Stated goal: Retype each record below word for word. Leave the pictures out.

* BEGIN Data for processing *

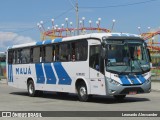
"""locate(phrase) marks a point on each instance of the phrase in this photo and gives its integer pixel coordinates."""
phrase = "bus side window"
(94, 57)
(31, 55)
(10, 57)
(65, 52)
(79, 50)
(42, 54)
(48, 53)
(53, 53)
(36, 54)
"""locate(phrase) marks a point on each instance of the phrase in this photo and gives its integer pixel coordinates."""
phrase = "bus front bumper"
(118, 89)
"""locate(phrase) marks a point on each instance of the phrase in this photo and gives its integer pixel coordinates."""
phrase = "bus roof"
(85, 36)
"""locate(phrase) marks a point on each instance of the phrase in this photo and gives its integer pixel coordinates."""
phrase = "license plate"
(132, 92)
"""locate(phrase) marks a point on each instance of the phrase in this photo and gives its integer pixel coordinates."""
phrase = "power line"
(29, 29)
(121, 5)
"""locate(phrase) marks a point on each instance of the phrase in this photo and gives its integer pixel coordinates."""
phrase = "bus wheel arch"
(31, 88)
(82, 90)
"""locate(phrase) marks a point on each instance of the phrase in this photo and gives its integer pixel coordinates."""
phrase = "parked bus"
(109, 64)
(2, 65)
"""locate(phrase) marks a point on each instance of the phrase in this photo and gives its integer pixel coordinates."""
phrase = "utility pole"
(77, 17)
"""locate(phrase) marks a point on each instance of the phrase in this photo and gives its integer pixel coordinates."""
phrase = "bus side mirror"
(104, 53)
(150, 60)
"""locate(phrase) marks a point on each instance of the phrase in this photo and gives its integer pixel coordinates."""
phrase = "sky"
(19, 18)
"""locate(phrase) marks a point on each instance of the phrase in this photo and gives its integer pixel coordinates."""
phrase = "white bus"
(109, 64)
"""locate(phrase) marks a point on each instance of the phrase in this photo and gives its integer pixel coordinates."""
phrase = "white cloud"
(11, 38)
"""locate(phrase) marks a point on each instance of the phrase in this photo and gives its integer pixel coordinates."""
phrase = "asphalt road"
(12, 99)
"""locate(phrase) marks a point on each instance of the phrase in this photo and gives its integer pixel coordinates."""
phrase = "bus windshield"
(128, 56)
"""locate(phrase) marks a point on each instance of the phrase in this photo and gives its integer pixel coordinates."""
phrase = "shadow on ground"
(94, 99)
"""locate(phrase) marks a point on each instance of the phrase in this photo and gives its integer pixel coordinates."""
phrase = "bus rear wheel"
(119, 97)
(31, 89)
(82, 92)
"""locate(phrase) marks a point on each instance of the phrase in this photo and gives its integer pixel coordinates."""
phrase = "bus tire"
(31, 89)
(119, 97)
(82, 92)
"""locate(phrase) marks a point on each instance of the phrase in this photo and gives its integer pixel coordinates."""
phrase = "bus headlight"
(148, 80)
(113, 81)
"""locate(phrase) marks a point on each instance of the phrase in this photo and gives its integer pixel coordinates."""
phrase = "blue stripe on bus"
(51, 79)
(124, 80)
(141, 78)
(39, 73)
(10, 73)
(39, 43)
(133, 79)
(9, 80)
(57, 40)
(47, 42)
(63, 76)
(114, 34)
(123, 34)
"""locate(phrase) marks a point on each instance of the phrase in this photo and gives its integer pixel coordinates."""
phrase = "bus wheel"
(31, 89)
(119, 97)
(82, 92)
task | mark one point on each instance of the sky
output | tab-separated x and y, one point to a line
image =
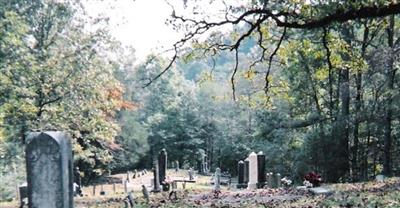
141	23
138	23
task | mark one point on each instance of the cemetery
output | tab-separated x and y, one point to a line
199	104
53	182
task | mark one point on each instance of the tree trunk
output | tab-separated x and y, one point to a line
387	123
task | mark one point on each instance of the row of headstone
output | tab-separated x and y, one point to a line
252	175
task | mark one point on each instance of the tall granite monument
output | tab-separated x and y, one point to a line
49	170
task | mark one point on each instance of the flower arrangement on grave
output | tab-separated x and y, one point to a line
314	178
286	181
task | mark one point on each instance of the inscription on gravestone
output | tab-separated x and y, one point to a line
261	169
241	172
162	165
253	171
49	170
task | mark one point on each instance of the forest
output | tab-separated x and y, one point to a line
312	84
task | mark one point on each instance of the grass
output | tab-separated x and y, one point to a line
200	194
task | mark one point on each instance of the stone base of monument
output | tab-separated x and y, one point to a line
155	190
252	186
260	185
320	191
242	185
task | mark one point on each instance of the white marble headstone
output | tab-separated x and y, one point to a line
253	171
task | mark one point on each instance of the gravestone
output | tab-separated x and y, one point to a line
270	180
156	179
131	199
23	194
278	180
78	182
176	165
191	174
125	186
320	191
49	170
217	179
128	176
162	165
253	171
246	171
206	168
379	178
94	190
261	169
102	192
146	195
241	172
200	167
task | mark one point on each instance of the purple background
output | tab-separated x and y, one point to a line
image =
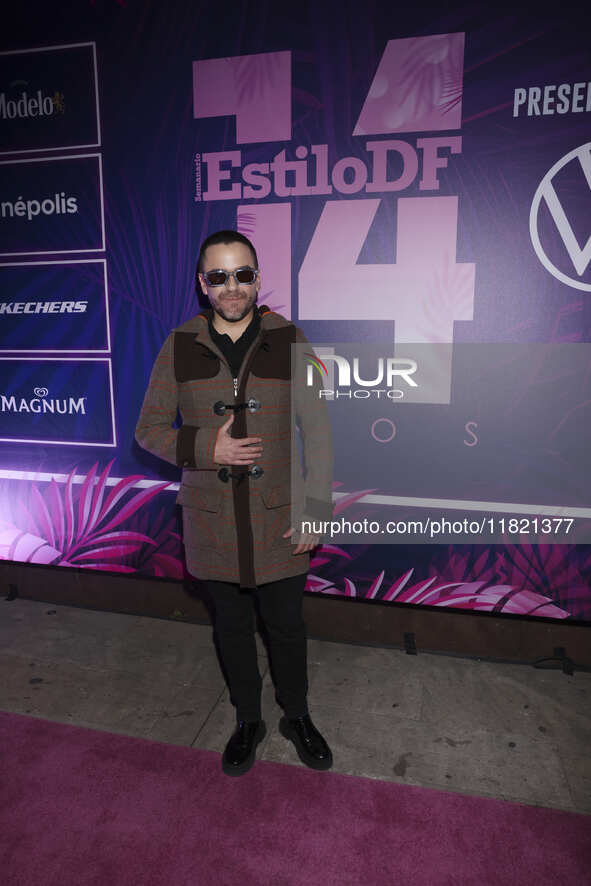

* END Data for processing *

Answer for this exercise:
"""locate(phrase) marks a point on each instance of the phrase in this photo and gives its integer pixel coordinates."""
phrase = "bus side window"
(94, 57)
(31, 55)
(10, 57)
(65, 52)
(79, 50)
(42, 54)
(48, 53)
(53, 53)
(36, 54)
"""locate(phrase) marks a point on each instance of the phrase in this photo and gives its integer pixel coordinates."""
phrase = "bus front bumper"
(118, 89)
"""locate(phrase) marks a point on each instance of the phrase in this photo and gives its integer pixel coordinates."""
phrase = "bus roof"
(85, 36)
"""locate(phrase) marks a point on each instance of the phrase in this photo and gives its integer pixel coordinates."""
phrase = "license plate"
(132, 92)
"""locate(phrase) marks a point on each instance of the phrase in this photo and gives its integer pixel coordinates."""
phrase = "power line"
(29, 29)
(121, 5)
"""locate(phrase) marks a point on each instance of the phrase in this photo and gives its integer pixel coordinates."""
phrase = "bus wheel arch"
(31, 88)
(82, 90)
"""locate(phrase) marks a point on each instance of the phrase in this photo and gives its integer pixel coordinates."""
phrase = "parked bus"
(109, 64)
(2, 65)
"""locate(phrase) marks a point on each instance of the phrase in this photo and gives its integer pixel coordinates."""
phrase = "utility pole"
(77, 17)
"""locate(phrase) marks a point on each instance of the phrase in this photo and gives its integer pixel coordinates."""
phrase = "bus side mirror"
(104, 53)
(150, 60)
"""locate(phrase) marks a point on each instance of the phrase in this photo and gives its integer pixel coordinates."""
phrase = "sky"
(19, 18)
"""locate(phrase) marks a point on each instance of the phrase in this photo and gives its integer pixel coordinates."""
phrase = "white bus"
(109, 64)
"""locate(phrase) marks a point on each instance of the phrase in this photo and gives its integer pixel coordinates."""
phrase = "white cloud"
(11, 38)
"""locate(phrase) marks a point on each instance of the phrase in this photo and gives its integer pixel coordinates."""
phrase = "asphalt road"
(12, 99)
"""locate(phrase) marks a point on each instance of the phrase in this photo and gives its integer pixel coordinates."""
phrase = "bus windshield"
(128, 56)
"""locate(phrase) marks a point on each instance of the phrase in this photo and gives its integer pixel coordinates."""
phrase = "shadow on ground"
(94, 99)
"""locate(phrase) marks a point on each instance of the phrase in this photo and gives its integer pixel coordinates."""
phrase = "bus rear wheel"
(119, 97)
(31, 89)
(82, 92)
"""locate(phrase) marks a point on each instance of the phrase in this photo and gives its integer pixel coordinates."""
phrase = "bus tire"
(31, 89)
(119, 97)
(82, 92)
"""locate(phrase) marks a point on each instance of the phrase in this photo and gives its integer pixel coordinates."""
phrase = "bus headlight"
(148, 80)
(113, 81)
"""locate(phrase) marks a point on each instance of the phrase in this photo and gives its integer pixel coordinates."""
phrase = "blue stripe on bus"
(51, 79)
(124, 80)
(141, 78)
(39, 73)
(10, 73)
(39, 43)
(133, 79)
(9, 80)
(57, 40)
(47, 42)
(63, 76)
(114, 34)
(123, 34)
"""locate(phrase) marks a point on each instance of the phrase in this photo and gives its integer pixel coordinates."""
phrase = "bus wheel"
(31, 89)
(119, 97)
(82, 92)
task | mark one point on each instance of the sky
output | tab-separated x and y, one point to a line
image =
141	23
138	23
task | mark one point on each instance of the cemetery
output | tab-separated x and y, one point to a line
199	104
53	182
task | mark one point on each instance of the tree trunk
output | tab-separated x and y, one point to a line
387	123
task | mark one point on each instance of the row of headstone
output | tab-separated x and y, one point to a line
252	175
task | mark one point on each instance of the tall granite monument
output | tab-separated x and y, one point to a line
49	170
task | mark one point on each instance of the flower arrangement on grave
output | tab-separated x and y, one point to a line
314	178
286	181
task | mark one point on each instance of the inscription on gravestone
output | tab-separated x and y, one point to a line
261	169
241	172
162	165
253	171
49	170
task | mark one point on each instance of the forest
output | tab-separated x and y, one point to a line
312	84
task | mark one point on each instance of the grass
output | tab-separated x and y, one point to a line
200	194
task | mark one point on each instance of the stone base of monument
output | tab-separated x and y, one point to a line
155	190
252	186
260	185
320	191
242	185
task | mark one point on each instance of the white marble headstone
output | tab-separated x and y, one point to a line
253	171
task | mark one point on each instance of the gravestone
output | tab-separated x and y, one point to a line
270	180
156	179
131	199
23	194
278	180
78	182
176	165
191	174
125	186
320	191
49	170
217	179
128	176
162	165
253	171
246	171
206	168
379	178
94	190
261	169
102	192
146	195
241	172
200	167
task | mark one point on each instance of the purple background
output | tab-separated x and y, one point to a line
image =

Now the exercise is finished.